>> Begin Exercise input
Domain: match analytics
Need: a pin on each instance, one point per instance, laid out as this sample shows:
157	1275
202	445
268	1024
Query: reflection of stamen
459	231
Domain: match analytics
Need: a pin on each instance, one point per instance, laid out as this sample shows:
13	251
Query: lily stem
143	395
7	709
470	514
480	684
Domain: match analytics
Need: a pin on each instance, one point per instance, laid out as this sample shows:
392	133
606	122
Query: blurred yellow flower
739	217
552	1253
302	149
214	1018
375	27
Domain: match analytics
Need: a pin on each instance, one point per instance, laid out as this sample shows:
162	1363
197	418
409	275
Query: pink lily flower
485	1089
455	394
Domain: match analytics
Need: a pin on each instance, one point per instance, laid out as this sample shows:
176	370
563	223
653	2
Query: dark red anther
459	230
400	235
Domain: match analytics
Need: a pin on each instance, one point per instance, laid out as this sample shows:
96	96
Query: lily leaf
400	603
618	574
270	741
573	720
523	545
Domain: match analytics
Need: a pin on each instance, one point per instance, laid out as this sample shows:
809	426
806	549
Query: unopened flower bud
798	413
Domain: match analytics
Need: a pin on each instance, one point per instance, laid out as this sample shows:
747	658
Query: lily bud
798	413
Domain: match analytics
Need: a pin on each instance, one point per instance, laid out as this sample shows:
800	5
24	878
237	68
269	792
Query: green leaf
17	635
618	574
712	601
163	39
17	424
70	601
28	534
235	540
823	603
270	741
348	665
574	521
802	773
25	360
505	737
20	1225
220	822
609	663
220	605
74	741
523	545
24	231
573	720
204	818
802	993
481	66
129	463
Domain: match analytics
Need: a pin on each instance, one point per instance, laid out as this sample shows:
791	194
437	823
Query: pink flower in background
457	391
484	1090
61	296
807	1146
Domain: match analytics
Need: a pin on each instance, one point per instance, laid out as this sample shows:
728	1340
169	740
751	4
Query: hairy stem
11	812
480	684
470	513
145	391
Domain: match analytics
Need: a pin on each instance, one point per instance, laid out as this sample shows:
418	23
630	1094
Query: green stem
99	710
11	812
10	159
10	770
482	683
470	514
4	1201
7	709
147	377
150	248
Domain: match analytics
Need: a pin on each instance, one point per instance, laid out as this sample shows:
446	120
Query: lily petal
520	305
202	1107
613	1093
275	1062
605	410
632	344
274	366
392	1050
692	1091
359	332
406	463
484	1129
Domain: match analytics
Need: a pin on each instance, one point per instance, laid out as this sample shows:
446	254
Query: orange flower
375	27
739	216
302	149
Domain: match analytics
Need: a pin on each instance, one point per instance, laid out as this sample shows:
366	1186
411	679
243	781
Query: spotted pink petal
>> End Exercise input
What is asked
Find every line in the items above that contains the string "stem", and copy each of those lines.

Finished exercise
Query: lily stem
Query: hairy stem
Query: green stem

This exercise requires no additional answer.